## Work item
Of the lines below, reproduce exactly those from the line containing "face and report the pixel coordinates." to the end, including both the first and the last.

━━━━━ Records for this task

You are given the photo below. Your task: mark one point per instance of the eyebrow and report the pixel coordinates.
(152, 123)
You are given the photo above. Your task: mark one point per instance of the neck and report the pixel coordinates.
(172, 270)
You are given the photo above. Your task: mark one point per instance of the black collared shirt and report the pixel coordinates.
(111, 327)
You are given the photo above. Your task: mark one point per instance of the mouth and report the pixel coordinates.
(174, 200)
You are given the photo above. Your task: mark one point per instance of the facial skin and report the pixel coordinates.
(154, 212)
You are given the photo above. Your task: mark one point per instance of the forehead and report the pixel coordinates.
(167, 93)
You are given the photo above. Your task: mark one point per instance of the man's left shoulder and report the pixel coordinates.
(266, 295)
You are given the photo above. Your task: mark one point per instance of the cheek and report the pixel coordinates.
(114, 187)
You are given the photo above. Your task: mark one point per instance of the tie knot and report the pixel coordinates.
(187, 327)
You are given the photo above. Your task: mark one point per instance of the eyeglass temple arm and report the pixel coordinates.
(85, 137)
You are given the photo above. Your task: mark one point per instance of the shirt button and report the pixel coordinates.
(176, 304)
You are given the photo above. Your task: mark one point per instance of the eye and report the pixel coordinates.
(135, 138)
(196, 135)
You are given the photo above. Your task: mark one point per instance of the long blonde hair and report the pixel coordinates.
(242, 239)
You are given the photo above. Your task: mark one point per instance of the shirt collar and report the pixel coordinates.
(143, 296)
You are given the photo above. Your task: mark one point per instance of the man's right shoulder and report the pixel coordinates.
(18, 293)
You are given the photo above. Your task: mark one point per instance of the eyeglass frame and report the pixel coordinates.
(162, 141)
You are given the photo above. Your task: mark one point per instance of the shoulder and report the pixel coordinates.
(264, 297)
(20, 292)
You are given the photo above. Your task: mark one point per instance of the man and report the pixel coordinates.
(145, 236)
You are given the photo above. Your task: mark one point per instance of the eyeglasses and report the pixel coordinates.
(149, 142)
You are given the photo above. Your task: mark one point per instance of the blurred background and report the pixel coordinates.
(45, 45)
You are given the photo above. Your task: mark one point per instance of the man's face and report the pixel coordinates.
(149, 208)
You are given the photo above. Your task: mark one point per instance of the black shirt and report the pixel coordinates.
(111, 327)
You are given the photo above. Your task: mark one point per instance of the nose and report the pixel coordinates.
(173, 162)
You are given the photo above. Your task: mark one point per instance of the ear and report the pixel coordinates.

━━━━━━━━━━

## Exercise output
You are given the photo above. Your task: mark one point per instance of the man's face and report the pixel coordinates.
(149, 208)
You are given the photo above. Your task: mark one point per instance of the black shirt and report the pixel coordinates.
(111, 327)
You are given the photo above. Your task: mark one point per instance of the nose and report the pixel coordinates.
(173, 162)
You are given the photo above. Your task: mark one point per instance of the ear and report the pixel coordinates.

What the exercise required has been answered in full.